What is required:
Scan the records below for the line with "Where can you see the black" and the line with "Where can you see the milky". Repeat those two lines and every line between them exactly, and nothing else.

Input data:
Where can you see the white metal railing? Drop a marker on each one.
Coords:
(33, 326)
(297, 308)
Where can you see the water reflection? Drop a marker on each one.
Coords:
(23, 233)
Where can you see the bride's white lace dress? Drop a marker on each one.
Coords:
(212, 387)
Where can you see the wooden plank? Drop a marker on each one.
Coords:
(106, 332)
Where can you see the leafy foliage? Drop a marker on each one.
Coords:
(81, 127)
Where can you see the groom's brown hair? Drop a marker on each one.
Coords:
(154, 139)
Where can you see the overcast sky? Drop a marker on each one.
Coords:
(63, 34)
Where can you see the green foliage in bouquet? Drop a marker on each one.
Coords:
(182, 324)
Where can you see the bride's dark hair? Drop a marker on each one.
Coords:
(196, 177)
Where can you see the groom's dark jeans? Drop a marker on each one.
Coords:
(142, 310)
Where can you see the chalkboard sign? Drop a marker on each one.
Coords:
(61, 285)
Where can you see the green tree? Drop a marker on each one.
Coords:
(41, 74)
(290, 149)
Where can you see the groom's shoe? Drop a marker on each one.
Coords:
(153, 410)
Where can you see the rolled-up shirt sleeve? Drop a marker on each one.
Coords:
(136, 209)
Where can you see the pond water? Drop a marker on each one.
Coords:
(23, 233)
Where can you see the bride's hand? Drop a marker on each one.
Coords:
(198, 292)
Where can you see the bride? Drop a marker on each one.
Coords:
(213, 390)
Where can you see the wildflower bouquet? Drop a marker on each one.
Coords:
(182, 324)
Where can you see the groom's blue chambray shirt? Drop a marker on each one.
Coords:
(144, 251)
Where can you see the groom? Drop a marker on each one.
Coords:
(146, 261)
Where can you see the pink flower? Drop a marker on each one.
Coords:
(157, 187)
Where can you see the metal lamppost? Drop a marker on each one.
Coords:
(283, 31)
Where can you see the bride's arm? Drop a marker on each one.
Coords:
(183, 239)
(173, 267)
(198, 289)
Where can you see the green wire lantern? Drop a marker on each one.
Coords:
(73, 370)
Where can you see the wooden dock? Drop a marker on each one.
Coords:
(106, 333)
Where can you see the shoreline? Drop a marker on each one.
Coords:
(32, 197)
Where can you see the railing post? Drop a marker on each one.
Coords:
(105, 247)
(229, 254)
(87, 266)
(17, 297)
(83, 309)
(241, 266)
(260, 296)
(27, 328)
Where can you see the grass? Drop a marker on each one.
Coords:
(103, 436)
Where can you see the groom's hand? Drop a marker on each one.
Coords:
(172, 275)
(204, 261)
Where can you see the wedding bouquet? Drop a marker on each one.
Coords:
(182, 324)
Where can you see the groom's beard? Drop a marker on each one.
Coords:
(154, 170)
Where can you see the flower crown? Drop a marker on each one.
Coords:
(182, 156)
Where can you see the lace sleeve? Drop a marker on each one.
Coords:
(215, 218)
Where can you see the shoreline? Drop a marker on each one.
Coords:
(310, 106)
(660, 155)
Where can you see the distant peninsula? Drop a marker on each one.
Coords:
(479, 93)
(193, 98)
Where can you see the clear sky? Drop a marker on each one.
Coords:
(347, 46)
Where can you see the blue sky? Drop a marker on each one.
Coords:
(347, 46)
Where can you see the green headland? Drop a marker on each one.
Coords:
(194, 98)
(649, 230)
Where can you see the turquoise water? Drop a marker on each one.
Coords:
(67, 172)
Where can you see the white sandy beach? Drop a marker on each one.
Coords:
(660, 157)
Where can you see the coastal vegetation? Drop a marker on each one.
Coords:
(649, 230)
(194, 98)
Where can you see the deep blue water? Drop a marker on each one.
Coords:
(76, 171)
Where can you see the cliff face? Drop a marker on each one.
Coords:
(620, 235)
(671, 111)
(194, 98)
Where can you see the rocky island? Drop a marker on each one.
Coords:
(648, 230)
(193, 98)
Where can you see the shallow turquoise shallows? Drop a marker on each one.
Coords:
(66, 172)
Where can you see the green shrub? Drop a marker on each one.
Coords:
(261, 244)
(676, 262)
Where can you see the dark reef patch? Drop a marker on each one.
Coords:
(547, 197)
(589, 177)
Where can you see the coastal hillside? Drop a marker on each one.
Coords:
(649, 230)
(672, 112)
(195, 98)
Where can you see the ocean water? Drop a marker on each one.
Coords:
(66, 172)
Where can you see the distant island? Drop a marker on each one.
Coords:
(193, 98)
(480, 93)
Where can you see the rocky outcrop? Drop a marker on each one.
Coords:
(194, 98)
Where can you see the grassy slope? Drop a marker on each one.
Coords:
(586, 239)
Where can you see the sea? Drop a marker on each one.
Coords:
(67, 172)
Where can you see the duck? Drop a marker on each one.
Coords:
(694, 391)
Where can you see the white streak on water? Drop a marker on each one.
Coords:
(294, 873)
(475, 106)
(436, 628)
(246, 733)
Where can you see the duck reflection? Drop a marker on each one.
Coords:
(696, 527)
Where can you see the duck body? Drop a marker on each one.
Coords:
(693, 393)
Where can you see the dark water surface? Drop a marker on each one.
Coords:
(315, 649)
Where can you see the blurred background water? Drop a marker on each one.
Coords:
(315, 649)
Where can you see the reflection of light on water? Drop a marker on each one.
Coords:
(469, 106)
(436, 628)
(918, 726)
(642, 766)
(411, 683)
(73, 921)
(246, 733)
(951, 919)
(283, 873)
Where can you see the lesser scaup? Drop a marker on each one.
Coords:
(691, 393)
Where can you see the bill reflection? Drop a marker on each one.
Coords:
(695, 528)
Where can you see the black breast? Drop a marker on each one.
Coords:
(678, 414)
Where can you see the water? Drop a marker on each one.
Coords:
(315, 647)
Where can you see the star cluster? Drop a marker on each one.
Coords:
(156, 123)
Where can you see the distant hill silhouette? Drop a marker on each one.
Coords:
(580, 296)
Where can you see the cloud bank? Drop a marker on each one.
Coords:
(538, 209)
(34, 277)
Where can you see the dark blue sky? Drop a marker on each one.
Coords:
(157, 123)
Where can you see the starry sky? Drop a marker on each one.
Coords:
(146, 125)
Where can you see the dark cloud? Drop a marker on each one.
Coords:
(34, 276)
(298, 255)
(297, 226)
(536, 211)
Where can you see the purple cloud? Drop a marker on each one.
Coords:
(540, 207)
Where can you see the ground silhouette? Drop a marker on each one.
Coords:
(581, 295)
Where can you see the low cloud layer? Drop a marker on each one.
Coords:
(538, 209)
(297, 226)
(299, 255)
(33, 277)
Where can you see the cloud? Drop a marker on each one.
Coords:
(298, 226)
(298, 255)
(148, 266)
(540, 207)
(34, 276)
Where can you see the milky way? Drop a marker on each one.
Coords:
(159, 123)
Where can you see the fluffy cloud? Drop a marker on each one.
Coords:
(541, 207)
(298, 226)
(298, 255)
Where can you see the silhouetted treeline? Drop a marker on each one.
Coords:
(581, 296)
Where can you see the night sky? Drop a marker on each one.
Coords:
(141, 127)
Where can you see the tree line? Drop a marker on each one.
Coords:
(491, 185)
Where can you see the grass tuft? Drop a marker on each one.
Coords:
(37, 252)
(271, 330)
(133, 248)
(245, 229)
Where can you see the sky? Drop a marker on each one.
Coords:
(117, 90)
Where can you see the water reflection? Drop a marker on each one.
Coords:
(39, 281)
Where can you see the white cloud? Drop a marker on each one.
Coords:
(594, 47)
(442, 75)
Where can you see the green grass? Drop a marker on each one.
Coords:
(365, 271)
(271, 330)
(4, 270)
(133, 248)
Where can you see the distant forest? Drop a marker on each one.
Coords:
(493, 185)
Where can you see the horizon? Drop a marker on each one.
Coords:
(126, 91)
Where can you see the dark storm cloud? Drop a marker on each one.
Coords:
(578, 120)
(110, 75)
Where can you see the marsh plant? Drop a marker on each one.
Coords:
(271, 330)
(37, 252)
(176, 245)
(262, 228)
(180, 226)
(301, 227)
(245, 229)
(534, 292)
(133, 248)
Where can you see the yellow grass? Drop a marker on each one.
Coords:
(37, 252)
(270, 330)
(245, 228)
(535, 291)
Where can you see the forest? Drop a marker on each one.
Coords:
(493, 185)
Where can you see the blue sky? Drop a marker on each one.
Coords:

Response to this task:
Where can you see the black breast? Drop a marker on each one.
Coords:
(678, 414)
Where can you see the water? Drop a marker on each one.
Coords:
(315, 647)
Where can you see the star cluster? Drop a marker on each one.
Coords:
(156, 123)
Where can you see the distant hill silhouette? Drop a marker on each one.
Coords:
(580, 296)
Where can you see the cloud bank? Drop a marker on each one.
Coords:
(538, 209)
(34, 277)
Where can you see the dark blue sky? Drop a marker on each one.
Coords:
(157, 123)
Where can you see the starry sky? Drop a marker on each one.
Coords:
(146, 125)
Where can you see the dark cloud? Drop a marker on each one.
Coords:
(34, 276)
(298, 255)
(297, 226)
(536, 211)
Where can you see the purple cloud? Drop a marker on each one.
Coords:
(540, 207)
Where can you see the ground silhouette? Drop a marker on each one.
Coords:
(581, 295)
Where can you see the low cloud layer? Drop a marker on each one.
Coords:
(538, 209)
(297, 226)
(299, 255)
(33, 277)
Where can you see the cloud? Drop a marker on each one.
Coords:
(298, 226)
(298, 255)
(148, 266)
(540, 207)
(34, 276)
Where can you see the milky way? Drop a marker on each one.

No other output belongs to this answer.